DATA TO PROCESS =
((
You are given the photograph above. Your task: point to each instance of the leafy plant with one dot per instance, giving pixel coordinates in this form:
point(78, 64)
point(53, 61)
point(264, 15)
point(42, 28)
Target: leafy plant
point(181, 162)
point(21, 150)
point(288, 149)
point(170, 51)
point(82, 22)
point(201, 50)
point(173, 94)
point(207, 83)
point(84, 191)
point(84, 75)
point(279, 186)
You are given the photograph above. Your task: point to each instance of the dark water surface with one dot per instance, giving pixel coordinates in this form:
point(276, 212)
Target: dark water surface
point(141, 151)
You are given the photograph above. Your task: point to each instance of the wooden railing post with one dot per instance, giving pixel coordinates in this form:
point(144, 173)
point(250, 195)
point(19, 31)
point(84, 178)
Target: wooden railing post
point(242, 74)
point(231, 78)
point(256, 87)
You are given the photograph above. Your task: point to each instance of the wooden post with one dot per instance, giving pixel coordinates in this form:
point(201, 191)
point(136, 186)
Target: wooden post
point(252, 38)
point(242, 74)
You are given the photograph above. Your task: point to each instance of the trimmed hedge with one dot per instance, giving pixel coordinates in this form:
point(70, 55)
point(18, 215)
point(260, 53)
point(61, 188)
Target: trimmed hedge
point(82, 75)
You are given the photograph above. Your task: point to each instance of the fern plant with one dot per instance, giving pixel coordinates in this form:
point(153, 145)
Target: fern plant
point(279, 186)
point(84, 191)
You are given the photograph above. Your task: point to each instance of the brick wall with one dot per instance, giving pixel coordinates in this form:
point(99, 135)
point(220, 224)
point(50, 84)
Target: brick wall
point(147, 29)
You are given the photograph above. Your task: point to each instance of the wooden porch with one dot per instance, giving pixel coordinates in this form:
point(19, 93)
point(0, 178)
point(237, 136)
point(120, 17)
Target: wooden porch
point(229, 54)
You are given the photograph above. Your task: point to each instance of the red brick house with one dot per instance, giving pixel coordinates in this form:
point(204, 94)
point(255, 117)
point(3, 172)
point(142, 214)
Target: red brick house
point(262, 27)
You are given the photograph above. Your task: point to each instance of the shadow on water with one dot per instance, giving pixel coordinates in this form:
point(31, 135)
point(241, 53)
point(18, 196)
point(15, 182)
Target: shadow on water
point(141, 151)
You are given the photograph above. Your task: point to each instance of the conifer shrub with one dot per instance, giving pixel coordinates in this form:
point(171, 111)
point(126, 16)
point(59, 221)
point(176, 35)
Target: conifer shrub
))
WORK TO COMPLETE = Copy out all of the rows above, word for word and in their original order.

FINISHED EXERCISE =
You are given the photograph above. Your task: point to each instance of the leafy plant with one dot per instance, giving pixel coordinates in this form:
point(78, 64)
point(53, 61)
point(264, 15)
point(42, 28)
Target: leafy plant
point(181, 162)
point(21, 150)
point(288, 149)
point(170, 51)
point(82, 22)
point(201, 50)
point(173, 94)
point(207, 83)
point(84, 191)
point(84, 75)
point(279, 186)
You are given the photograph above. Your task: point to each instance of the dark water surface with one dot per instance, giving pixel coordinates in this form:
point(276, 212)
Target: dark water surface
point(141, 151)
You are given the photograph above. Your task: point to each instance of the wooden railing post with one dot per instance, giving pixel coordinates in this form:
point(144, 173)
point(250, 195)
point(19, 31)
point(84, 178)
Target: wooden railing post
point(242, 74)
point(231, 78)
point(256, 87)
You are given the photograph above. Your task: point to each instance of the wooden post with one dot per instance, giving pixel coordinates in this form:
point(201, 191)
point(136, 186)
Target: wooden post
point(252, 38)
point(242, 74)
You are given the photograph above. Your task: point to each instance of the trimmed hedge with one dot per instance, giving pixel coordinates in this form:
point(70, 55)
point(18, 215)
point(260, 53)
point(61, 188)
Target: trimmed hedge
point(82, 75)
You are given the photograph above. Your task: point to each instance of the fern plant with one dot per instance, giving pixel coordinates in this form:
point(153, 145)
Target: fern plant
point(279, 186)
point(84, 191)
You are given the photograph above. Your task: point to each instance of the brick wall with one dot per instance, giving pixel coordinates in this form:
point(99, 135)
point(220, 224)
point(50, 84)
Target: brick wall
point(147, 29)
You are given the photograph above. Your task: point to each instance of the wooden porch with one dot per instance, giving pixel coordinates in this form:
point(19, 93)
point(0, 178)
point(237, 136)
point(120, 17)
Target: wooden porch
point(229, 54)
You are given the photograph above. Your task: point to each instance of the red brick house with one dot per instance, giving pixel coordinates in this form:
point(204, 94)
point(255, 117)
point(3, 172)
point(142, 214)
Target: red brick house
point(262, 27)
You are given the photograph above. Your task: point to each instance of the shadow on water with one dot per instance, giving pixel coordinates in this form:
point(31, 135)
point(241, 53)
point(18, 196)
point(15, 182)
Target: shadow on water
point(141, 151)
You are given the photograph above. Your task: point to each instance of the conifer shrub with one dot per instance, giving pixel coordinates in this form:
point(171, 111)
point(126, 16)
point(59, 221)
point(176, 35)
Target: conifer shrub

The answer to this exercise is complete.